# Metal box



## DPittman (Nov 20, 2021)

I needed a box for my spindle square so I attempted making one in 22 gauge galvanized metal.  





It will do,  but it's not perfect.  I'm not particularly skilled at tin bashing but do enjoy it and my bending equipment is less than the best.


----------



## CalgaryPT (Nov 20, 2021)

Looks pretty fine to me. Nice work.


----------



## DPittman (Nov 20, 2021)

I forgot to mention one of the many mess ups I made was I meant to leave tabs for corner to be riveted together but forgot about it and ended up having to solder the corners together.  I guess it looks a bit neater but not as strong.


----------



## Tomc938 (Nov 20, 2021)

Looks great to me!


----------



## CalgaryPT (Nov 20, 2021)

DPittman said:


> I forgot to mention one of the many mess ups I made was I meant to leave tabs for corner to be riveted together but forgot about it and ended up having to solder the corners together.  I guess it looks a bit neater but not as strong.


That's not a mess up. It's a free metalworking lesson. Invoice yourself and write it off as an educational deduction.


----------



## David_R8 (Nov 20, 2021)

Looks darn good to me!


----------

> **WHAT THIS EXERCISE ASKS**:
(A) In the metal box thread, translate this sentence into Spanish: "I needed a box for my spindle square so I attempted making one in 22 gauge galvanized metal."
(B) Give every distinct username that posts in the metal box thread, each listed once.

> **DATASET ENTRIES**:
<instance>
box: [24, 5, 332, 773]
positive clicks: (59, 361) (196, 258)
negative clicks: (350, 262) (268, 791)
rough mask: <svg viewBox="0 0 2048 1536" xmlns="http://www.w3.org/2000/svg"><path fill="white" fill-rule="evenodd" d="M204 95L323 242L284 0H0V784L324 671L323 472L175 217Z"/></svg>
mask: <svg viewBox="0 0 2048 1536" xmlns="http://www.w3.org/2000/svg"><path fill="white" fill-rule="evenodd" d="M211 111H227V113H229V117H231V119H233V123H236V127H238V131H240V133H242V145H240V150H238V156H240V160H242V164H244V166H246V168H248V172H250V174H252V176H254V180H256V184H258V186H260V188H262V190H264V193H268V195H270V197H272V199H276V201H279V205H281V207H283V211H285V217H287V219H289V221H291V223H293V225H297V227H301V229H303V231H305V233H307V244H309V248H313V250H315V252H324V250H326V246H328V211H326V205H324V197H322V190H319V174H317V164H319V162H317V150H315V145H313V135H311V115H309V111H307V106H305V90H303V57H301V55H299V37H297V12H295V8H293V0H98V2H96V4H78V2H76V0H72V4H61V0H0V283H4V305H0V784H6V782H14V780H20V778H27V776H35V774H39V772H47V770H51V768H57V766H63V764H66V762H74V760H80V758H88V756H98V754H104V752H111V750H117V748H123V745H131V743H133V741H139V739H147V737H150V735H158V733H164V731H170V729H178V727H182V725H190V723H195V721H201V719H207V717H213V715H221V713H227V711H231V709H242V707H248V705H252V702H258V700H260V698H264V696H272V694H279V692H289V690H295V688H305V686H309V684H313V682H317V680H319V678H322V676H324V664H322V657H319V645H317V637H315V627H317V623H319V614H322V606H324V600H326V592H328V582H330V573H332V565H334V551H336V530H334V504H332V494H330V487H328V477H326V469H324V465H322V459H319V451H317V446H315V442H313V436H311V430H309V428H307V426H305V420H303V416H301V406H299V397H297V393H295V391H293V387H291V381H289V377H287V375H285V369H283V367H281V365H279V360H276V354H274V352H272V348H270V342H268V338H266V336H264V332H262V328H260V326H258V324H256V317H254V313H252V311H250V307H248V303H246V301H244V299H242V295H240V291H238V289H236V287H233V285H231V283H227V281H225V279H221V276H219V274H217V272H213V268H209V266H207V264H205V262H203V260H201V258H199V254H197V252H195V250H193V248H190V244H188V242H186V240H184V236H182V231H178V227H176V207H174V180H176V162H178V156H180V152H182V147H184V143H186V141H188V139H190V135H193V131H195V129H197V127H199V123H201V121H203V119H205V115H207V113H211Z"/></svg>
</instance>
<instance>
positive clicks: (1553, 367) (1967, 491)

> **EXERCISE SOLUTIONS**:
(A) Necesitaba una caja para mi escuadra de husillo, así que intenté hacer una con chapa galvanizada de calibre 22.

(B) DPittman, CalgaryPT, Tomc938, David_R8